+++ Records provided +++

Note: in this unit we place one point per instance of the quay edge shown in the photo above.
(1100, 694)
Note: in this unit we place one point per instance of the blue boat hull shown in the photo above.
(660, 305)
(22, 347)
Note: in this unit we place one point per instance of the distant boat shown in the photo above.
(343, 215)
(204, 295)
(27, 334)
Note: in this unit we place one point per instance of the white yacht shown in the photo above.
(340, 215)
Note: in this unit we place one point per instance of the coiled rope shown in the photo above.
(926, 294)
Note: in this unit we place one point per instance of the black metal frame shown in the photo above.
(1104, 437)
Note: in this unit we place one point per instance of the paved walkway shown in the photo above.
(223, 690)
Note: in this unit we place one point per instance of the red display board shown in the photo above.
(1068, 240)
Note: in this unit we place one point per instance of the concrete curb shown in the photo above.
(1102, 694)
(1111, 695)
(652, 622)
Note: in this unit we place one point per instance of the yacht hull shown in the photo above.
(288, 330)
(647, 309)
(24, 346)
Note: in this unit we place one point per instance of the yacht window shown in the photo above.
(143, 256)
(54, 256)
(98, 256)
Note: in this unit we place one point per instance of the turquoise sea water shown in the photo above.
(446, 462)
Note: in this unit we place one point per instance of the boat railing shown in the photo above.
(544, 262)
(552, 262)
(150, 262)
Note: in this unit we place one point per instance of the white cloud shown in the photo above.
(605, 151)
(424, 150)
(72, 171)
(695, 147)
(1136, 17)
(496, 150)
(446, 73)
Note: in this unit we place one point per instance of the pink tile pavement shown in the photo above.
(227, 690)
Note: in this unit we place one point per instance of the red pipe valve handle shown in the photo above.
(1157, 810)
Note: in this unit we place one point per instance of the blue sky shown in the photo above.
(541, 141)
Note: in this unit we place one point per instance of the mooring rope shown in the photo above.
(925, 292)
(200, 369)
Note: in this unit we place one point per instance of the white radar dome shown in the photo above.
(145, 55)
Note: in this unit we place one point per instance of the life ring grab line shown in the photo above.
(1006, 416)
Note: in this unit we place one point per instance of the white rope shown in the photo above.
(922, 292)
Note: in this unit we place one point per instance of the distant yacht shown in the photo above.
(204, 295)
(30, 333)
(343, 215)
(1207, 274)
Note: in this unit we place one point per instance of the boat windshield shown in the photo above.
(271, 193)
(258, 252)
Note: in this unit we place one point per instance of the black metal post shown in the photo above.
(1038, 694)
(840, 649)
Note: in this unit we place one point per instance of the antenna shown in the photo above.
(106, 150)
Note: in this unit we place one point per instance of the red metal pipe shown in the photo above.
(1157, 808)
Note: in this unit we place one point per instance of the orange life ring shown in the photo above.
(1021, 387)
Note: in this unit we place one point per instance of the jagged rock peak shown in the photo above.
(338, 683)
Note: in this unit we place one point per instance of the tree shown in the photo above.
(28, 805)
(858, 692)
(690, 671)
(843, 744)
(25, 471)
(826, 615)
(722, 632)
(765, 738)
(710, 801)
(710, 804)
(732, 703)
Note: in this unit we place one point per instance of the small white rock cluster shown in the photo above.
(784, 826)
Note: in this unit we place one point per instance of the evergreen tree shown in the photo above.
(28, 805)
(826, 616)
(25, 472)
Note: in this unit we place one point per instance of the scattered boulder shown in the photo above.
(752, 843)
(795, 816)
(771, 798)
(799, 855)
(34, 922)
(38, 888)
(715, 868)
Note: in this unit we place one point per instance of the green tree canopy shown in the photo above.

+++

▸ **What you need to do**
Copy out the data above verbatim, line for line, with every point unchanged.

▸ **Solution**
Note: in this unit we place one point per instance of the quay edge shown in the photo above.
(1100, 694)
Note: in this unit we place one point per instance of the blue boat hull shown in the photo above.
(660, 305)
(22, 347)
Note: in this unit we place one point per instance of the distant boat shown in the photo above.
(343, 215)
(204, 295)
(27, 334)
Note: in this unit we place one point per instance of the white yacht shown in the photo above.
(340, 215)
Note: in this unit we place one point per instance of the coiled rope shown in the photo above.
(926, 294)
Note: in this unit we place one point per instance of the black metal frame shown in the photo above.
(1104, 437)
Note: in this unit we place one point per instance of the paved walkway shown in the photo above.
(223, 690)
Note: in this unit we place one point per instance of the red display board shown in the photo above.
(1068, 240)
Note: in this unit we place one point per instance of the concrete curb shown in the photo above.
(1102, 694)
(1111, 695)
(652, 622)
Note: in this unit we place one point per instance of the yacht hull shown in the photo above.
(288, 330)
(647, 309)
(24, 346)
Note: in this unit we place one point per instance of the yacht window shown in the photo above.
(143, 256)
(54, 256)
(98, 256)
Note: in this unit we place one point per instance of the turquoise sea water shown in the photo above.
(446, 462)
Note: in this unit we place one point per instance of the boat railing shown in the photo above.
(544, 262)
(552, 262)
(150, 262)
Note: in this unit we place one point per instance of the white cloud shown in the photo above.
(605, 151)
(424, 150)
(72, 171)
(695, 147)
(1136, 17)
(496, 150)
(446, 73)
Note: in this unit we place one point per instance of the pink tile pavement shown in the photo above.
(227, 690)
Note: in this unit we place one point per instance of the red pipe valve handle shown in the photo above.
(1157, 810)
Note: in this unit we place one point per instance of the blue sky shown in the photo above.
(541, 141)
Note: in this unit we place one point per instance of the mooring rope shown in the photo above.
(925, 292)
(200, 369)
Note: in this unit we place one point per instance of the white radar dome shown in the photo above.
(145, 55)
Note: in this unit we place one point per instance of the life ring grab line shown in the photo above.
(1006, 416)
Note: in this unit we place one point per instance of the white rope shown in the photo above.
(922, 292)
Note: in this unit we place one point per instance of the distant yacht shown in the photo above.
(204, 295)
(30, 333)
(343, 215)
(1207, 274)
Note: in this unit we place one point per instance of the boat windshield shown in the photo above.
(271, 193)
(258, 252)
Note: in this unit we place one point per instance of the black metal post shown in the photo above.
(1038, 694)
(840, 649)
Note: in this unit we place one point per instance of the antenna shown in the photo above.
(106, 150)
Note: in this unit we place one point per instance of the red metal pipe shown in the photo above.
(1157, 808)
Note: in this unit we place one point per instance of the orange life ring shown in the photo above.
(1021, 387)
Note: in this unit we place one point per instance of the jagged rock peak shown in the photo above.
(338, 683)
Note: in this unit we place one point per instance of the tree shown in the photo above.
(28, 805)
(858, 692)
(690, 671)
(843, 744)
(25, 471)
(826, 615)
(722, 632)
(765, 738)
(710, 801)
(710, 804)
(732, 703)
Note: in this unit we place one point per instance of the small white rock cluster shown in the photo above.
(784, 826)
Note: in this unit we place one point per instance of the evergreen tree shown in the photo above.
(28, 805)
(826, 616)
(25, 472)
Note: in this unit we place one point per instance of the scattered boulder shown in the photo above.
(752, 843)
(795, 816)
(771, 798)
(799, 855)
(34, 922)
(38, 888)
(715, 868)
Note: in this unit we place one point per instance of the green tree canopy shown in the photo above.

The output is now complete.